Stored items from a collection
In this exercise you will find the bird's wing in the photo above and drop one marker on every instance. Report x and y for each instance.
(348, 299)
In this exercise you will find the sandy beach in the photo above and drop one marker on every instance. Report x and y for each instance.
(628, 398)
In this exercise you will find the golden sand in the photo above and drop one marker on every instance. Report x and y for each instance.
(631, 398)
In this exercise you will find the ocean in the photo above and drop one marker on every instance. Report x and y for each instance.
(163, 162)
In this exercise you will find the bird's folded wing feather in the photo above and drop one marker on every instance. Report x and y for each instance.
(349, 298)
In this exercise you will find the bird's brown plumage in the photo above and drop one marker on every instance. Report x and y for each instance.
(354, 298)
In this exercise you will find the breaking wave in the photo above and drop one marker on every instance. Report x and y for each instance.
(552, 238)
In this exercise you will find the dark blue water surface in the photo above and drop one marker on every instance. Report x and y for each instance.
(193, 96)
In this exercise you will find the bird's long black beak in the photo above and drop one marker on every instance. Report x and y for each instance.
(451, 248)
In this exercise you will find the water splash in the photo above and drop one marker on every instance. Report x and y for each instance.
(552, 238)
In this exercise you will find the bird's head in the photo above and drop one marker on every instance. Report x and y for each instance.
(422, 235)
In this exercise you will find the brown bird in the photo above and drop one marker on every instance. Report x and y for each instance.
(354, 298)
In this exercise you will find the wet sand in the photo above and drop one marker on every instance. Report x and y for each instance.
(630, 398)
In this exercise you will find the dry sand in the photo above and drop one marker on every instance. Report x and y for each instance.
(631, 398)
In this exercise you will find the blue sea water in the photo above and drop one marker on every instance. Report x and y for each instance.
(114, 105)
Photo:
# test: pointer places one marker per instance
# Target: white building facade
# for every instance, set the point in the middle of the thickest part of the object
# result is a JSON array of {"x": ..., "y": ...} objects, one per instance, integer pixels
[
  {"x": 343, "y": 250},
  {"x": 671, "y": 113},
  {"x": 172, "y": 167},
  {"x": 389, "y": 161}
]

_About this exercise_
Every record above is to be copied out exactly.

_Result for this task_
In this exercise you will find the bird's wing in the photo above and drop one marker on every instance. Report x and y for each instance.
(348, 299)
In this exercise you will find the sandy beach in the photo above and drop one marker on every instance. Report x and y for each instance.
(628, 398)
In this exercise you will find the golden sand in the photo above and drop one marker on every instance. Report x and y for each instance.
(631, 398)
In this exercise you will find the ocean in the photo above and drop one marker on every instance. Report x and y for each instance.
(163, 162)
In this exercise you will find the bird's folded wing feather in the photo above and drop one marker on every instance. Report x and y for each instance.
(349, 298)
In this exercise you will find the bird's brown plumage in the photo above and drop one marker on every instance. Report x and y for each instance.
(354, 298)
In this exercise you will find the breaking wave in the photo above and drop one marker on every instance. Report x and y for each instance.
(552, 238)
In this exercise you will find the dark blue water surface in the photo above and drop one marker on every instance. Report x and y for each instance.
(193, 96)
In this exercise you will find the bird's long black beak in the photo above and drop one marker on every instance. Report x and y for each instance.
(451, 248)
In this exercise you will find the water splash in the photo above and drop one marker on every instance. Report x and y for each instance.
(552, 238)
In this exercise you will find the bird's head in the photo above and drop one marker on every instance. Report x and y for each instance.
(422, 235)
In this exercise you will find the brown bird in the photo above and drop one marker on every instance. Report x and y for each instance.
(354, 298)
In this exercise you will find the wet sand in the photo above and drop one marker on every instance. Report x and y for each instance.
(630, 398)
In this exercise you will find the dry sand in the photo above and drop one marker on every instance. Report x and y for each instance.
(631, 398)
In this exercise you will find the blue sea water in the photo above and drop one marker on every instance. Report x and y for each instance.
(114, 105)
Photo:
# test: pointer places one marker per instance
# Target: white building facade
# for every instance, set the point in the middle of the thickest part of the object
# result is a JSON array of {"x": ..., "y": ...} objects, one per instance, integer pixels
[
  {"x": 343, "y": 250},
  {"x": 671, "y": 113},
  {"x": 172, "y": 167},
  {"x": 389, "y": 161}
]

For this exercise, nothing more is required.